(Labeled box records)
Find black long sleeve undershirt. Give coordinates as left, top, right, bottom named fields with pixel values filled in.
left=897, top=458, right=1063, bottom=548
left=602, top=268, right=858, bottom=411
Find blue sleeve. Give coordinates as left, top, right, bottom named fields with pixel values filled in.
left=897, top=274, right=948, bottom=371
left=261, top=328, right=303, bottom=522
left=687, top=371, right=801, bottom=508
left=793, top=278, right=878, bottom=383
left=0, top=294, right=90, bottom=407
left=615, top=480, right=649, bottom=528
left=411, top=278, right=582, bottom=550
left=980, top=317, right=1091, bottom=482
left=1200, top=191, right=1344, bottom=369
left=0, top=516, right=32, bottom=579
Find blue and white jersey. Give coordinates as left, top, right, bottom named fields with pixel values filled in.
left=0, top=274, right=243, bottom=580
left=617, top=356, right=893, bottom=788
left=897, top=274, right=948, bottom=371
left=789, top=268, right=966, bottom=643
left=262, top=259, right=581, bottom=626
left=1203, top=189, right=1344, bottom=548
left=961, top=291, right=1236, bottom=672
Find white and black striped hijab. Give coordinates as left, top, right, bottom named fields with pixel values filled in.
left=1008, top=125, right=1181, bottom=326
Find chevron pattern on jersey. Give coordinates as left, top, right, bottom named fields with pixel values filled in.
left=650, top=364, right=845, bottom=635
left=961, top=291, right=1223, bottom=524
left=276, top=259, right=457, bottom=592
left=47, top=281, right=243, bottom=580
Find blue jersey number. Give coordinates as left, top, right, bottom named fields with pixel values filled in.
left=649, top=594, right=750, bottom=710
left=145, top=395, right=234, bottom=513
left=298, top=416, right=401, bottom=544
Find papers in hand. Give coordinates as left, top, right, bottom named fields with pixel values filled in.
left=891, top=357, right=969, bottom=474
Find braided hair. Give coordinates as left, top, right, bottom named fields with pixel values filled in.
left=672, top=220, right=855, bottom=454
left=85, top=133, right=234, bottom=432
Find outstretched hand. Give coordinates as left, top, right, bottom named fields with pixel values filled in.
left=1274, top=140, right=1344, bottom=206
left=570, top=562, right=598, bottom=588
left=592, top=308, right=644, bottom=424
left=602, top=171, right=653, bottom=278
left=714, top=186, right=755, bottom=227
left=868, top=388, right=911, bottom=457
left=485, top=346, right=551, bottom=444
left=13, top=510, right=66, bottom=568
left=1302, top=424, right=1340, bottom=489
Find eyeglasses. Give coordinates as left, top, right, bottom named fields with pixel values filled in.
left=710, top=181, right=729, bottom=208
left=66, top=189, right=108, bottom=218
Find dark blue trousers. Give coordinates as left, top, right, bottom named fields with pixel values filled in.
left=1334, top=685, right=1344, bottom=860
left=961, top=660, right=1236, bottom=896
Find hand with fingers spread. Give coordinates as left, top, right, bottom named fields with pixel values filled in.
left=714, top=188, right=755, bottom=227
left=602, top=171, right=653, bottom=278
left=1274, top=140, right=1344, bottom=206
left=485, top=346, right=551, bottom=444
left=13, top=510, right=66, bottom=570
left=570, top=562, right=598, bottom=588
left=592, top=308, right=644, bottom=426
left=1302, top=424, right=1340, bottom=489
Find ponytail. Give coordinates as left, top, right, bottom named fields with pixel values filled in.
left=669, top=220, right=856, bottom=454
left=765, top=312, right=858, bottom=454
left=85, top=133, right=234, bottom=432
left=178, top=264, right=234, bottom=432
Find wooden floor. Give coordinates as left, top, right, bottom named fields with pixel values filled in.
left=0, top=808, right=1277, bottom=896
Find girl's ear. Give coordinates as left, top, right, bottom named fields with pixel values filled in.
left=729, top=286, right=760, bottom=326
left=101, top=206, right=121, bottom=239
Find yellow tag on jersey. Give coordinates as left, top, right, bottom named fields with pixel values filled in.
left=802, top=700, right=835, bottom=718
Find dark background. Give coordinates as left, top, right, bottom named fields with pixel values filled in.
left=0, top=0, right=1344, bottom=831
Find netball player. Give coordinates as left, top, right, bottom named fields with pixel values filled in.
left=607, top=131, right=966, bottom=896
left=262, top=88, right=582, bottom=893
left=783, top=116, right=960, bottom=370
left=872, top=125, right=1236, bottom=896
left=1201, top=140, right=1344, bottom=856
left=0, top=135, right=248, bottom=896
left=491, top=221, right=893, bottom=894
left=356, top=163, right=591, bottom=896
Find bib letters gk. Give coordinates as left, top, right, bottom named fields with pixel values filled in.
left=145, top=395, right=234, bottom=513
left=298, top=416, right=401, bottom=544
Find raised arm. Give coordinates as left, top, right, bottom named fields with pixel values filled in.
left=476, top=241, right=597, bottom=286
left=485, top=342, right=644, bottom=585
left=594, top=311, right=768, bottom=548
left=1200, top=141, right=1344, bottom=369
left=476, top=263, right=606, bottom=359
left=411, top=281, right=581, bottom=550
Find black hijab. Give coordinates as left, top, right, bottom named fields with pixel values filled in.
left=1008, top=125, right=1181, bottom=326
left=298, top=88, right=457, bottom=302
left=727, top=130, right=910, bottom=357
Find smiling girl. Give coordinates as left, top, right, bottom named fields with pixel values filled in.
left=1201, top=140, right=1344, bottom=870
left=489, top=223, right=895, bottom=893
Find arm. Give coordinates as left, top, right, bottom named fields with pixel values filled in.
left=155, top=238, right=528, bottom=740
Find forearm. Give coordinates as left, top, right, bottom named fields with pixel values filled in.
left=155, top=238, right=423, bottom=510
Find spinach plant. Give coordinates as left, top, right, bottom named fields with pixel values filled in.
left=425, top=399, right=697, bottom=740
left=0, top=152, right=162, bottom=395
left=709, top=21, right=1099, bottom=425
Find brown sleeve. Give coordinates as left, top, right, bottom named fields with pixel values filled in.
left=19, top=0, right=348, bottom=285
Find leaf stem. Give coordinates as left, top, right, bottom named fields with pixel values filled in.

▸ Task directions:
Turn every row above into a numbered list with one line per item, and leave out any blank lines.

▸ Response for this exercise:
1. Find black long sleeve undershirt. Give coordinates as left, top, right, bottom named fields with pixel values filled in.
2. left=897, top=458, right=1063, bottom=548
3. left=602, top=268, right=858, bottom=411
4. Find blue sleeve. Give coordinates as left, top, right, bottom named fields with pixel values filled in.
5. left=897, top=274, right=948, bottom=371
6. left=261, top=328, right=303, bottom=522
7. left=687, top=371, right=801, bottom=508
8. left=793, top=278, right=878, bottom=383
9. left=0, top=294, right=90, bottom=407
10. left=615, top=480, right=649, bottom=528
11. left=411, top=278, right=582, bottom=550
12. left=980, top=317, right=1091, bottom=482
13. left=1200, top=191, right=1344, bottom=369
14. left=0, top=516, right=32, bottom=579
15. Find blue and white jersey. Give coordinates as left, top, right, bottom named fields with pixel values filled in.
16. left=0, top=274, right=243, bottom=580
17. left=617, top=356, right=893, bottom=788
18. left=897, top=274, right=948, bottom=371
19. left=789, top=268, right=966, bottom=643
20. left=262, top=259, right=581, bottom=626
21. left=1203, top=189, right=1344, bottom=548
22. left=961, top=291, right=1236, bottom=672
23. Find white and black striped hijab. Give coordinates as left, top, right, bottom named fields with pixel values filled in.
24. left=1008, top=125, right=1181, bottom=326
25. Find chevron pattern on jersey. Give coordinates as left, top, right, bottom named fields with pixel values filled in.
26. left=650, top=364, right=845, bottom=635
27. left=961, top=291, right=1223, bottom=524
28. left=276, top=259, right=457, bottom=592
29. left=47, top=281, right=243, bottom=580
30. Find blue jersey number. Give coordinates as left, top, right, bottom named fields with pixel values filled in.
31. left=649, top=594, right=750, bottom=710
32. left=145, top=395, right=234, bottom=513
33. left=298, top=416, right=401, bottom=544
34. Find papers in hand. Give coordinates as left, top, right, bottom named fields with pixel values filled in.
35. left=891, top=357, right=969, bottom=474
36. Find braided hair. Give coordinates as left, top, right, bottom named fields with pixel values filled in.
37. left=672, top=220, right=855, bottom=454
38. left=85, top=133, right=234, bottom=432
39. Find outstretched hand. Give coordinates as left, top, right, bottom named fields with pixel values filled in.
40. left=1274, top=140, right=1344, bottom=206
41. left=570, top=562, right=598, bottom=588
42. left=592, top=308, right=644, bottom=424
43. left=602, top=171, right=653, bottom=278
44. left=714, top=186, right=755, bottom=227
45. left=868, top=388, right=911, bottom=457
46. left=485, top=346, right=551, bottom=444
47. left=13, top=510, right=66, bottom=568
48. left=1302, top=424, right=1340, bottom=489
49. Find eyeglasses. Give coordinates as left, top, right, bottom named fields with pixel values filled in.
50. left=710, top=181, right=729, bottom=208
51. left=66, top=189, right=108, bottom=218
52. Find dark blue trousers. Give coordinates as left, top, right, bottom named fields with pixel values filled in.
53. left=1334, top=685, right=1344, bottom=860
54. left=961, top=660, right=1236, bottom=896
55. Find hand with fingers spread. Give coordinates as left, top, right, bottom named fields with pixel values filled in.
56. left=714, top=188, right=755, bottom=227
57. left=602, top=171, right=653, bottom=278
58. left=1274, top=140, right=1344, bottom=206
59. left=485, top=346, right=551, bottom=444
60. left=13, top=510, right=66, bottom=570
61. left=570, top=562, right=598, bottom=588
62. left=592, top=308, right=644, bottom=426
63. left=1302, top=424, right=1340, bottom=489
64. Find ponytail. Give coordinates as left, top, right, bottom named fields with pixel values filled in.
65. left=669, top=220, right=856, bottom=454
66. left=765, top=312, right=858, bottom=454
67. left=85, top=133, right=234, bottom=432
68. left=178, top=264, right=234, bottom=432
69. Find wooden floor. Give coordinates as left, top, right, bottom named fields with pixel values filled in.
70. left=0, top=808, right=1277, bottom=896
71. Find girl's ear. Give coordinates as left, top, right, bottom named fields with pixel values filled in.
72. left=729, top=286, right=760, bottom=326
73. left=101, top=206, right=121, bottom=239
74. Find yellow tag on jersey. Give coordinates as left, top, right, bottom named fields with pixel values filled in.
75. left=802, top=700, right=835, bottom=718
76. Find dark background. Give coordinates as left, top, right, bottom named fields with pixel values filled in.
77. left=0, top=0, right=1344, bottom=831
78. Find netball player. Give coordinates as left, top, right, bottom named fields with pixel values filled in.
79. left=607, top=131, right=966, bottom=896
80. left=262, top=88, right=582, bottom=893
81. left=783, top=116, right=960, bottom=370
82. left=872, top=125, right=1236, bottom=896
83. left=1201, top=140, right=1344, bottom=856
84. left=0, top=135, right=248, bottom=896
85. left=491, top=221, right=893, bottom=894
86. left=356, top=163, right=591, bottom=896
87. Find bib letters gk. Give coordinates as left, top, right, bottom named fields with pixel values filled in.
88. left=145, top=395, right=234, bottom=513
89. left=298, top=416, right=401, bottom=544
90. Find raised arm. Give coordinates as left, top, right, bottom named fields with pixel values filled in.
91. left=476, top=241, right=597, bottom=286
92. left=485, top=342, right=644, bottom=585
93. left=594, top=311, right=768, bottom=548
94. left=1200, top=141, right=1344, bottom=369
95. left=476, top=263, right=606, bottom=359
96. left=411, top=281, right=581, bottom=550
97. Find black hijab. Give coordinates as left, top, right, bottom named fields with pixel values filled in.
98. left=1008, top=125, right=1181, bottom=326
99. left=298, top=88, right=457, bottom=302
100. left=727, top=130, right=910, bottom=357
101. Find smiling girl. Give coordinates as left, top, right, bottom named fields with pixel values filled in.
102. left=1201, top=140, right=1344, bottom=870
103. left=489, top=223, right=895, bottom=893
104. Find arm. Give coordinates as left, top, right, bottom named fields with pixel values filled in.
105. left=155, top=238, right=528, bottom=740
106. Find forearm. Give coordinates as left, top, right, bottom named fields with pixel values filled in.
107. left=155, top=238, right=423, bottom=510
108. Find spinach plant. Give coordinates as left, top, right, bottom named fields with pixel values filled in.
109. left=425, top=399, right=697, bottom=740
110. left=0, top=152, right=162, bottom=395
111. left=709, top=21, right=1099, bottom=425
112. Find brown sleeve. Give coordinates as left, top, right, bottom named fields with pixel values filled in.
113. left=19, top=0, right=348, bottom=285
114. Find leaf stem. Give coordinates as left, top, right, bottom named fields with pixel values filled in.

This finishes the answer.